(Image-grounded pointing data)
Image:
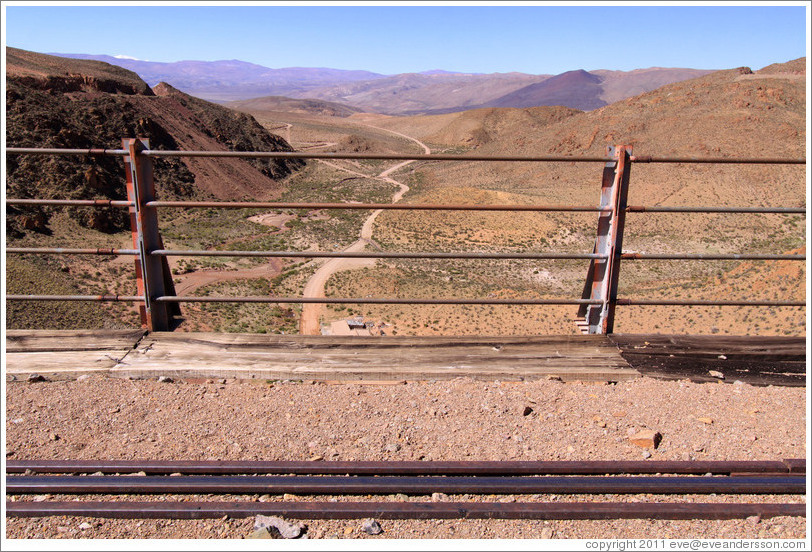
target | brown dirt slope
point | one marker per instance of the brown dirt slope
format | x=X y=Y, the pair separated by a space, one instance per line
x=281 y=103
x=64 y=103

● **Requirement**: Repeat all entries exactly. Skip the pictures.

● **Finished exercise**:
Image:
target | brown dirt slope
point | one marker per instance of the brown dirt slope
format | x=X y=Y, the pair separated by a space, one instance per line
x=281 y=103
x=64 y=103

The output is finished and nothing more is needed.